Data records
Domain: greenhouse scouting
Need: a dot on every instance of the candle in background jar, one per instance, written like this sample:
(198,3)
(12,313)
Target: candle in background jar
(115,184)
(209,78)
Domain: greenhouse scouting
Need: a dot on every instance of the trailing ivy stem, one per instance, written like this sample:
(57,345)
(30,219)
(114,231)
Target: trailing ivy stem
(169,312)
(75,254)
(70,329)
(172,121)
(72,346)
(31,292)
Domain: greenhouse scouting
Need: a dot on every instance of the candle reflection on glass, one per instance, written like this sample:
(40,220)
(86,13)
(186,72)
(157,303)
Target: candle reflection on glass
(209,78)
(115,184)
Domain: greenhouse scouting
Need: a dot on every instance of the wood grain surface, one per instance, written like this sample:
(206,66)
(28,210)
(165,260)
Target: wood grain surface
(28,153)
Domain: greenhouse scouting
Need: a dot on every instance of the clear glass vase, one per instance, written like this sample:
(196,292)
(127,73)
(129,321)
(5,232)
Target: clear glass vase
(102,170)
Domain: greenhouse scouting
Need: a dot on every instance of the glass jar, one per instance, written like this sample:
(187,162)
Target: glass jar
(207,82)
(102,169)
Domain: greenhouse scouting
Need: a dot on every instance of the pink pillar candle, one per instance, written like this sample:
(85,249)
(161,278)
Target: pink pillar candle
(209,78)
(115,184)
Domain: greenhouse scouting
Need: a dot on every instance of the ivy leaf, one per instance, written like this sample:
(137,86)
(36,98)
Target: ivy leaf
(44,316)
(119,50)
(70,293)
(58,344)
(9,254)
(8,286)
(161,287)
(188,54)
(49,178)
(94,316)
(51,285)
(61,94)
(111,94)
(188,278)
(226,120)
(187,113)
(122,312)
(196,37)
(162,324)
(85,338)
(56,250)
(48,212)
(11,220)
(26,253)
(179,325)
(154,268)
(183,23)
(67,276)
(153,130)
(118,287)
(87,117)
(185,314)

== EXERCISE ==
Nothing but the lines from the one containing "Target: pink pillar candle" to the end of the entries belongs in the answer, and each must match exactly.

== RESPONSE BOX ==
Target: pink pillar candle
(209,78)
(115,184)
Domain: greenhouse scouting
Need: a dot on every instance of the ivy leaf, one per instance, written like this sample:
(137,86)
(36,98)
Target: ivy leaf
(44,316)
(119,50)
(70,293)
(58,344)
(9,254)
(8,286)
(161,287)
(188,54)
(49,178)
(94,316)
(51,285)
(61,94)
(111,94)
(188,278)
(226,120)
(187,113)
(122,312)
(196,37)
(162,324)
(85,338)
(56,250)
(48,212)
(11,220)
(26,253)
(179,325)
(154,268)
(183,23)
(67,276)
(153,130)
(118,287)
(87,117)
(185,314)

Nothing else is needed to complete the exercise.